(INFORMATION SHOWN)
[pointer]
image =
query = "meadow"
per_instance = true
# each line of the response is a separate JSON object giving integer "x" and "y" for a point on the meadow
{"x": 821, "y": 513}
(End INFORMATION SHOWN)
TASK TO CARRY OUT:
Copy all data exactly, start to finish.

RESPONSE TO THIS TASK:
[pointer]
image =
query = "meadow"
per_instance = true
# each line of the response is a separate JSON object giving integer "x" and "y" for a point on the meadow
{"x": 821, "y": 513}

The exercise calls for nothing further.